>>>>

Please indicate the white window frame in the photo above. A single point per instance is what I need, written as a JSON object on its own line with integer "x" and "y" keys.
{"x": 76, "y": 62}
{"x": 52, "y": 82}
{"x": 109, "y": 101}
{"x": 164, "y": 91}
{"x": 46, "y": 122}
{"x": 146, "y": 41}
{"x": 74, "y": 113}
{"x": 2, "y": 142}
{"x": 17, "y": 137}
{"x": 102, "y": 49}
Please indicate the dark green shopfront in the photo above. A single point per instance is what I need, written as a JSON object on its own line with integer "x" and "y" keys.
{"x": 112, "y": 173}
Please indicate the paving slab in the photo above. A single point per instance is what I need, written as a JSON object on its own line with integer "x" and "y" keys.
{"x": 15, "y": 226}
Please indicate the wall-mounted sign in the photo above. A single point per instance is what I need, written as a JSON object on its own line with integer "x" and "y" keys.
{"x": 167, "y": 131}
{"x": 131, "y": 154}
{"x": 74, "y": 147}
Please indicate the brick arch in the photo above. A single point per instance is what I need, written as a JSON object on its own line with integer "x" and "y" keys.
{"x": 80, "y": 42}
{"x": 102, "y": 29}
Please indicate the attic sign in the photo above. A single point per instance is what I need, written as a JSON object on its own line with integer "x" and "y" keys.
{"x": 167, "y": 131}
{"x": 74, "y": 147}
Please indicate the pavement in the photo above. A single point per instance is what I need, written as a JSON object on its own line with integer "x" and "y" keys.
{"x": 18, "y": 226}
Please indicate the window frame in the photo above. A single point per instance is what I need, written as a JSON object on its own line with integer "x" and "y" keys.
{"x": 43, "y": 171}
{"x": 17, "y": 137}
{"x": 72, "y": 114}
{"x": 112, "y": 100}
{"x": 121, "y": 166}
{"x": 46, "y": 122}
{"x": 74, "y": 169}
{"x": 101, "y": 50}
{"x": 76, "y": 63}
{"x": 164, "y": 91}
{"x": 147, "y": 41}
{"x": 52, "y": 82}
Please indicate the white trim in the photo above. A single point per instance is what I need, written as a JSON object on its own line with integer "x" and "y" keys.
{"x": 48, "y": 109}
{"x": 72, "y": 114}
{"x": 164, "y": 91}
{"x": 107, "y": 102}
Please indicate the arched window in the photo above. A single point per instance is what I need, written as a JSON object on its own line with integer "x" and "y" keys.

<<<<

(Problem to solve)
Return all of the above records exactly, leaving no line out.

(Task result)
Please indicate the white window frame in the photo above. A single point per instance is what I need, written as a JSON object on its own line with integer "x" and "y" keys.
{"x": 76, "y": 62}
{"x": 52, "y": 82}
{"x": 109, "y": 101}
{"x": 164, "y": 91}
{"x": 46, "y": 122}
{"x": 146, "y": 41}
{"x": 74, "y": 113}
{"x": 2, "y": 142}
{"x": 17, "y": 137}
{"x": 102, "y": 49}
Please indicate the dark green shopfront in the photo above. A single point per instance is what I need, written as a JSON object on its own line with integer "x" and "y" keys.
{"x": 112, "y": 173}
Please indicate the paving slab in the photo above. A single point per instance is what I need, written as a JSON object on its own line with integer "x" and "y" keys.
{"x": 15, "y": 226}
Please indicate the wall-mounted sign in the photo above. A single point per instance is what I need, written as a JSON object on its own line with integer "x" and "y" keys.
{"x": 167, "y": 131}
{"x": 131, "y": 154}
{"x": 74, "y": 147}
Please indicate the brick arch in the photo above. A single point per instance is what I need, written as a JSON object on its own line with integer "x" and "y" keys.
{"x": 80, "y": 42}
{"x": 102, "y": 29}
Please indicate the attic sign in the photo above. A single point per instance is what I need, written as a JSON object on its own line with integer "x" and "y" keys.
{"x": 167, "y": 131}
{"x": 74, "y": 147}
Please indicate the pavement in the photo above. A single point per instance is what I need, written as a JSON object on its own line with integer "x" and "y" keys.
{"x": 18, "y": 226}
Please indicate the window frame in the photo above. A single point per instance is what I need, written as a JSON object on its own line with integer "x" and "y" keys.
{"x": 43, "y": 171}
{"x": 17, "y": 137}
{"x": 72, "y": 114}
{"x": 112, "y": 100}
{"x": 121, "y": 166}
{"x": 46, "y": 122}
{"x": 74, "y": 169}
{"x": 101, "y": 50}
{"x": 76, "y": 63}
{"x": 164, "y": 91}
{"x": 147, "y": 41}
{"x": 52, "y": 82}
Please indicate the white trim in the photo above. A single point per instance is what I need, written as a JSON object on its own line with integer "x" and "y" keys.
{"x": 48, "y": 109}
{"x": 72, "y": 114}
{"x": 164, "y": 91}
{"x": 107, "y": 102}
Please indicate the arched window in the photo above. A single point per instance is what I need, written as a JSON object on its own line with integer "x" and "y" keys.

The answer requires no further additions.